··· ПРЕДОСТАВЛЕННЫЙ ТЕКСТ

Нигора Ахмедова,
искусствовед
Сайра Кельтаева – художник, чье мироощущение, какими-то скрытыми, но внимательным зрителем легко улавливаемыми, особенностями выражает интенции к отказу от заученных норм. Ведь не мейнстримом художник силен, а индивидуальностью, тем, что идет не в ногу со всеми, а «как кошка, которая гуляет сама по себе». Может, поэтому творчество С. Кельтаевой как бы «ускользает» от суждений о текущих тенденциях, с трудом «втискивается» в некие общие представления. Имея своих сторонников, которых притягивает необычность и загадочность ее прекрасных женских образов, художник, безусловно, интересен и для исследователя, желающего разобраться в истоках ее творчества, оригинальности пластических подходов.
С. Кельтаева получила прекрасное образование – окончила художественную школу, затем – Ташкентский театрально-художественный институт (1979 – 1985), где училась в персональной мастерской классика узбекской живописи академика Рахима Ахмедова. Как и многие его талантливые ученики, она запомнила главное напутствие Учителя: ищи себя, найди свой «голос», не повторяя других.
Настойчивый поиск С. Кельтаевой самобытности усложнил ее художественное становление, которое после завершения профессионального образования протекало неровно. Искания собственных идей и образов в конце 1980-х – начале 1990-х гг. совпали с разрушением устойчивых творческих институций, на которые мог опереться молодой художник, и тех ценностей и привычной картины мира, в которой он рос.

······
··· ИСХОДНЫЕ ЗАПИСИ

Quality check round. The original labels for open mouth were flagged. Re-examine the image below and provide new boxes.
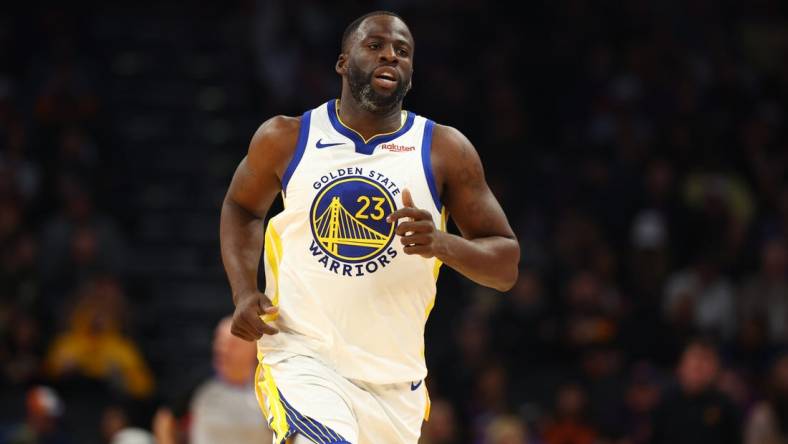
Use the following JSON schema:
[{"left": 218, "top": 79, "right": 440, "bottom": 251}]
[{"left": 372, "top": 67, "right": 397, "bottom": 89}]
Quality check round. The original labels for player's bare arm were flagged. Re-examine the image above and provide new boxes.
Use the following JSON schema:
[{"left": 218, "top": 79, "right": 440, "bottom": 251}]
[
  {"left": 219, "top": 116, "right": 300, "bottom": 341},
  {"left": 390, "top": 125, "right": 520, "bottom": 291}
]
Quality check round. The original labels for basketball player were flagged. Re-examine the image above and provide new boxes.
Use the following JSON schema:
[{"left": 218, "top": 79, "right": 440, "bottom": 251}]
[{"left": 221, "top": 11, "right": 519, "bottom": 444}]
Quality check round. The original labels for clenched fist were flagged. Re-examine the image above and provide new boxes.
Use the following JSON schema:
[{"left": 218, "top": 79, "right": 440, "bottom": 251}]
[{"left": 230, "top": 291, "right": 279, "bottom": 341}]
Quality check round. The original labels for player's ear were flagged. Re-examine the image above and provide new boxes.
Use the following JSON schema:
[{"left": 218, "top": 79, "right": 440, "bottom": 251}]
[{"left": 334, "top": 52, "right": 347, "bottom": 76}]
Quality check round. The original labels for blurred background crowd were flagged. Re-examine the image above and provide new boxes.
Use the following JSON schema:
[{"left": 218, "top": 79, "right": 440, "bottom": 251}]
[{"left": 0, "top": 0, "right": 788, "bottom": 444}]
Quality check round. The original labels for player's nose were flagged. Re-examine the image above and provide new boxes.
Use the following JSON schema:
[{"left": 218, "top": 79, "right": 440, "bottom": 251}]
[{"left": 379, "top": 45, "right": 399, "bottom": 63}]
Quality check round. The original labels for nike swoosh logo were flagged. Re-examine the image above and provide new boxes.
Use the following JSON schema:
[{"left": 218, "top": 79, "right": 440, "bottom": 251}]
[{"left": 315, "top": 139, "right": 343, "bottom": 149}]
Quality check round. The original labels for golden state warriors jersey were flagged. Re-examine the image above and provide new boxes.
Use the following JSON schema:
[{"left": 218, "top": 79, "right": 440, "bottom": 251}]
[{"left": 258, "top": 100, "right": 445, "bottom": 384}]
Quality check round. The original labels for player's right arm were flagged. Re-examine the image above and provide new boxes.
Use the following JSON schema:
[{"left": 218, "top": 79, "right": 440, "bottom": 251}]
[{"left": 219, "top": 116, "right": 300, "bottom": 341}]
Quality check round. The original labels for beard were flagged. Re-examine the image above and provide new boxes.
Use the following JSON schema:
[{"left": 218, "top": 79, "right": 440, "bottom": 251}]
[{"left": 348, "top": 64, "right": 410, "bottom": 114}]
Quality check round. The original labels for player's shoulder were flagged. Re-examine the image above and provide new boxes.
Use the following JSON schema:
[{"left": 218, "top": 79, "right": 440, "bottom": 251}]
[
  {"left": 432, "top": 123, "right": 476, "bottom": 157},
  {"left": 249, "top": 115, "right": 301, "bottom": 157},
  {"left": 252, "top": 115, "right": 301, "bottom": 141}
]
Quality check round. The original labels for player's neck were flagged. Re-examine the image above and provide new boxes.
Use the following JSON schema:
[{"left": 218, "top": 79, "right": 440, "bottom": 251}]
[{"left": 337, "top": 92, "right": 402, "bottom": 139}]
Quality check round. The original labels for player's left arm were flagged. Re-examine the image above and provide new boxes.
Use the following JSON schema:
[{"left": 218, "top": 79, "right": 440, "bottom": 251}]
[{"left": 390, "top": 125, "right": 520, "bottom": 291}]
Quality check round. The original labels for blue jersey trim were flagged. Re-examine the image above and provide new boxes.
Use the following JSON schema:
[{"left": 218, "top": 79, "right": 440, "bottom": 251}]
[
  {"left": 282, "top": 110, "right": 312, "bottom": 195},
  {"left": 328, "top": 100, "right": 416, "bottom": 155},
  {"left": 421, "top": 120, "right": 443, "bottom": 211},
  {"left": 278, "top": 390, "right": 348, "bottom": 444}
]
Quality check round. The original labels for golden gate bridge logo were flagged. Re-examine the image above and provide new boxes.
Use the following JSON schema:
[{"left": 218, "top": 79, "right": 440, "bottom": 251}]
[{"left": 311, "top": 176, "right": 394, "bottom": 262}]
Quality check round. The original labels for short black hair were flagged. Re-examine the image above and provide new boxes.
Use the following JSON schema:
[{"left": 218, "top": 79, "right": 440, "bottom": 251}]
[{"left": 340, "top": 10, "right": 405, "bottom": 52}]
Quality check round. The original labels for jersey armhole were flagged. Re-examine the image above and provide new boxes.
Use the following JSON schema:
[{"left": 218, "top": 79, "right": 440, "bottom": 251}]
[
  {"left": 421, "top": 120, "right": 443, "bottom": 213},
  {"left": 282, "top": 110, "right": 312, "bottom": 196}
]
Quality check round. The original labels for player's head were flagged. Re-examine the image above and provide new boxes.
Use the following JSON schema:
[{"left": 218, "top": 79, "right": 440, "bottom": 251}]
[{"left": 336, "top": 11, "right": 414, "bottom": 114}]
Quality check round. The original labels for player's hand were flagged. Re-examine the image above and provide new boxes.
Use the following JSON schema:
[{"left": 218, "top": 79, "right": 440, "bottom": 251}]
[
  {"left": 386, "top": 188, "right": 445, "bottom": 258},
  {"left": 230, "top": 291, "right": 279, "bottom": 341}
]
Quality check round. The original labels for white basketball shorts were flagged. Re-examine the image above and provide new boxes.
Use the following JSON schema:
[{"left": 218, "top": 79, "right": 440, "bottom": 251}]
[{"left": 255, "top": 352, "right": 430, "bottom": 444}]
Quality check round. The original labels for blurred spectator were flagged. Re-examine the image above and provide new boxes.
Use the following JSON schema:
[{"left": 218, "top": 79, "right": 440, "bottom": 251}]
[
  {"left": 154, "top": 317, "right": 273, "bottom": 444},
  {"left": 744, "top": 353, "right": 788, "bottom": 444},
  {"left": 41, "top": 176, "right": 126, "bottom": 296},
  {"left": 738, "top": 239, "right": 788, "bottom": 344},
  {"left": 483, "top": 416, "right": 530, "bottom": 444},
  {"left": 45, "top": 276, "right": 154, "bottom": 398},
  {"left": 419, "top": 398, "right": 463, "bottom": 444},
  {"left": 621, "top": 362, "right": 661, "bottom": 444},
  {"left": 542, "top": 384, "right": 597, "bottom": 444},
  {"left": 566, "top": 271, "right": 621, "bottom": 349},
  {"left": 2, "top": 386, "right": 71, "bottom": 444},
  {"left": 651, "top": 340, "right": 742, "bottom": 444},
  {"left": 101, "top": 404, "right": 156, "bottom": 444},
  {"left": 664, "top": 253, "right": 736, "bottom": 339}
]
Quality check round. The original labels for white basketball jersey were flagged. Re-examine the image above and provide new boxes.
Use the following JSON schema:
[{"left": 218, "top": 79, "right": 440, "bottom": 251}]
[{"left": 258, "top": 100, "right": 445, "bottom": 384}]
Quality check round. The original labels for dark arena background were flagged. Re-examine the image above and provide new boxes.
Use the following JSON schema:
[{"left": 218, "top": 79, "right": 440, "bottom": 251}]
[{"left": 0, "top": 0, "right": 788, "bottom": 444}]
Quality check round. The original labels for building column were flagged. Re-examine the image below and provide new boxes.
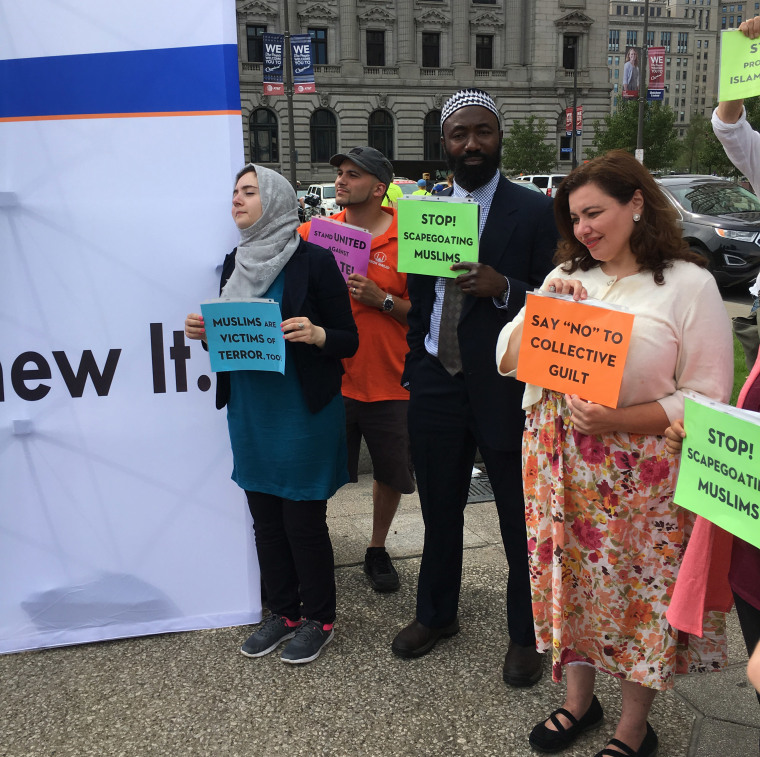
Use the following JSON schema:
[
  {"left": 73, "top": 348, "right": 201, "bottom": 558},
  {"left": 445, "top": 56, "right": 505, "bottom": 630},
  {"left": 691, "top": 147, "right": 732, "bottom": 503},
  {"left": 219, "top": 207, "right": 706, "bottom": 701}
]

······

▶ [ЗАДАНИЕ И ТРЕБОВАНИЯ]: Допишите продолжение статьи о творчестве художника Сайры Кельтаевой, начав сразу после ее последнего предложения. Записи здесь никак не используются.

▶ [ОТВЕТ НА ЗАДАНИЕ]:
Вначале С. Кельтаева смело выражала собственный приоритет декоративной звучности колорита и повышенной ритмизации цветовых плоскостей: «Ласточка» (1996), «Самаркандский полдень» (1996), ряд портретов и пейзажей. Постепенно на какое-то время эстетическим ориентиром художника становится венский Сецессион и творчество Густава Климта с его утонченной стилизацией органических форм и рафинированным чувственным идеалом женской красоты. В то же время особо важной, как и для многих живописцев ее поколения, оказалась тяга к корням, к вновь открываемой «кладовой культурной памяти». Любовь к народным вышивкам и войлоку, к бабушкиным серебряным украшениям, полюбившимся еще в далеком детстве, проведенном в горном ауле, Сайра соединила с увлеченным и серьезным погружением в историю предков – кочевников Средней Азии, которая, по ее словам, «предстала передо мной сказочной и великой, и я вынесла ощущение могучей сочности жизни и красоты предков. Наверное, где-то там и началась моя любовь ко всему исконно родному…».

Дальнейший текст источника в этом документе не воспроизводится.